■ **SELECTED EXCERPT**:
┄┄┄┄┄┄

I gained more weight too.  I went from about 125 in 3 weeks to tonight at 150.  I called the cancer center today, and Dr. Clark called me in a script for Dyazide.  Hopefully it will help me get rid of some of this water weight.  While I understand the need to at a healthy weight through all this, I don’t want to be bloated and full of water.

And I have a huge headache right now.  It’s raging.  I took my temazepam, so no oxycodone for me, hopefully my 3 ibuprofen will kick in…But it’s been nearly an hour and nothing.  I am off to sleep, at least lay here until I fall asleep.  I sure hope tomorrow goes much better than today.

FMLA: Forgive My Lazy Activity

June 23, 2008

 

I’m sitting here staring at the front page of my blog.  I still have so much work to do - and I keep adding things to the to do list (as do others who are critiquing the site’s progress, thank you very much) but I can’t seem to get much accomplished.  I want the site to be complete but having redone it now, I’ve lost the motivation.  I want to be able to blog as I wish and be done with it, but not have to do all the setup I still have to do. 

Lazy.  I feel lazy.  I’m not (though I know a lot of people would love to put that statement on the debate table) but I feel lazy.  The past couple years my energy and motivation levels have diminished gradually til it’s gotten to the point of almost non-existent where it is now.  This is one of the problems I had with being diagnosed.  It always seems like after someone is diagnosed with something the great decline happens all in one day and they are all the sudden sick.  Now, I know everyone declines when a disease process is going on - but I almost feel like if I hadn’t been diagnosed I would be 4 notches above where I am now.

I am starting to get the motivation back, which, the lack of motivation I always blamed on the creeping depression I was dealing with.  But the energy is still a HUGE issue for me.  Huge.  I get little bursts of energy - one minute I think I could actually go out running or hiking then 15 minutes later I am on the couch or lying in bed with not enough energy to even turn over or move to get comfortable.

┄┄┄┄┄┄

■ **WORK TO COMPLETE**:
1. Name every medication mentioned in the blog excerpt about weight gain, headache and fatigue.
2. Carry on the blog excerpt about weight gain, headache and fatigue, picking up right after its final sentence.

■ **SOURCE INFORMATION**:

┄┄┄┄┄┄

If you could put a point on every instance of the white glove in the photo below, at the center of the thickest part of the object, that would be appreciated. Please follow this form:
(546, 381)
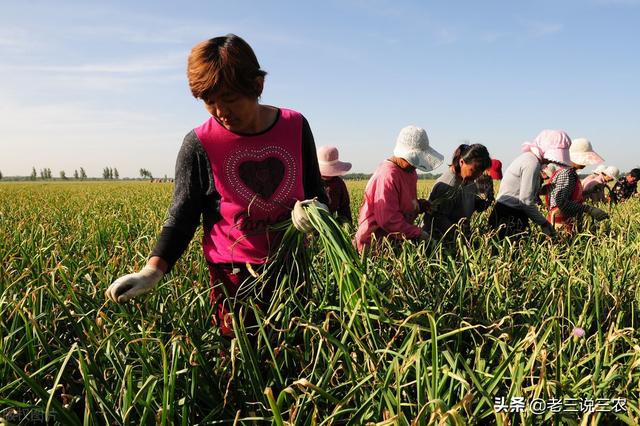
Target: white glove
(299, 216)
(132, 285)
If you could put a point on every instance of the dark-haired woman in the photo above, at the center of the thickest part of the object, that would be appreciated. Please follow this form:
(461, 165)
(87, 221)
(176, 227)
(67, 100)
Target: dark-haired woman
(454, 196)
(240, 172)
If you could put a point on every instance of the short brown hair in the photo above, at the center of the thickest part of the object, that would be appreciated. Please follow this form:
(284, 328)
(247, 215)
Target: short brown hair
(224, 64)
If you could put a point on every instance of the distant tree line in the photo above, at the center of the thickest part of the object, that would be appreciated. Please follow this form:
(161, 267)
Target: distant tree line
(366, 176)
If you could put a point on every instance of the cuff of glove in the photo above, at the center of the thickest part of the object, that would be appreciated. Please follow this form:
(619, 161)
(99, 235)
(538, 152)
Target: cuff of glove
(152, 272)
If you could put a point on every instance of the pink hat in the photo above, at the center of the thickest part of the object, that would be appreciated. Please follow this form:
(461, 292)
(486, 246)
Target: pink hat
(329, 163)
(552, 145)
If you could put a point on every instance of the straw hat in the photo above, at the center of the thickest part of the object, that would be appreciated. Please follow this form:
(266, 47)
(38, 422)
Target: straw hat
(329, 163)
(412, 145)
(582, 153)
(552, 145)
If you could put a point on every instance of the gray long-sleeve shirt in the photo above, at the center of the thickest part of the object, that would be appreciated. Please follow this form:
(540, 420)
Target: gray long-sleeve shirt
(520, 185)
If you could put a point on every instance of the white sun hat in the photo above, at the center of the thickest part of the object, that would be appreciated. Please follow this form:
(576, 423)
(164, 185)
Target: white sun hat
(552, 145)
(551, 168)
(582, 153)
(412, 145)
(329, 163)
(612, 171)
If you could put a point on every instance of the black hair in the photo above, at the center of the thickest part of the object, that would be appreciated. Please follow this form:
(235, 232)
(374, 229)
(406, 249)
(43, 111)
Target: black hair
(475, 153)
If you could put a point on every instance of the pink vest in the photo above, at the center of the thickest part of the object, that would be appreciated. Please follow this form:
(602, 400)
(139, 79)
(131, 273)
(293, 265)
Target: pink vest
(259, 179)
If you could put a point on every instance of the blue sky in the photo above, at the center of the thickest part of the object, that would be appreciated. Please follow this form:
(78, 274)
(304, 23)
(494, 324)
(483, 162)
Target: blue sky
(97, 84)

┄┄┄┄┄┄

■ **RESPONSES IN ORDER**:
1. Dyazide, temazepam, oxycodone, ibuprofen

2.
I did come home from work early today.  This was the first time since I was diagnosed.  I have left work for chemo treatments and for doctor appointments, but not because I haven’t felt good.  I generally feel like crap or out of energy, but it’s nothing new and I just deal with it.  Today I took a stand.  Barring doctor appointments, surgeries and chemo I work 47.5 hours a week.  This does not include after hours on-call which is a rotating schedule - one week is two days, the next is 5 days.  The weekends I am on-call, I am on from Friday at 5pm til Monday morning at 8, when I walk into the office to work.  Yeah, I know what you’re saying - a lot of people have to do on-call, what’s the big deal?  Well, the only big deal is I’m tired with no energy, but for very good reason - I’m sick.  There, I said it.  I have been trying to keep myself from saying it too much, but I am tired of people trying to get me to act like I’m not sick.  Not like I’m trying to pull the ”sick-card” on anyone - but dammit, I am sick.  I am expected at work to “pretend” I’m not sick, look sick, act sick or feel sick.  Well, Jesus…I AM!  I am sorry I am not completely up to par - I am trying.  That goes for y’all on the homefront too.  This is hard for me.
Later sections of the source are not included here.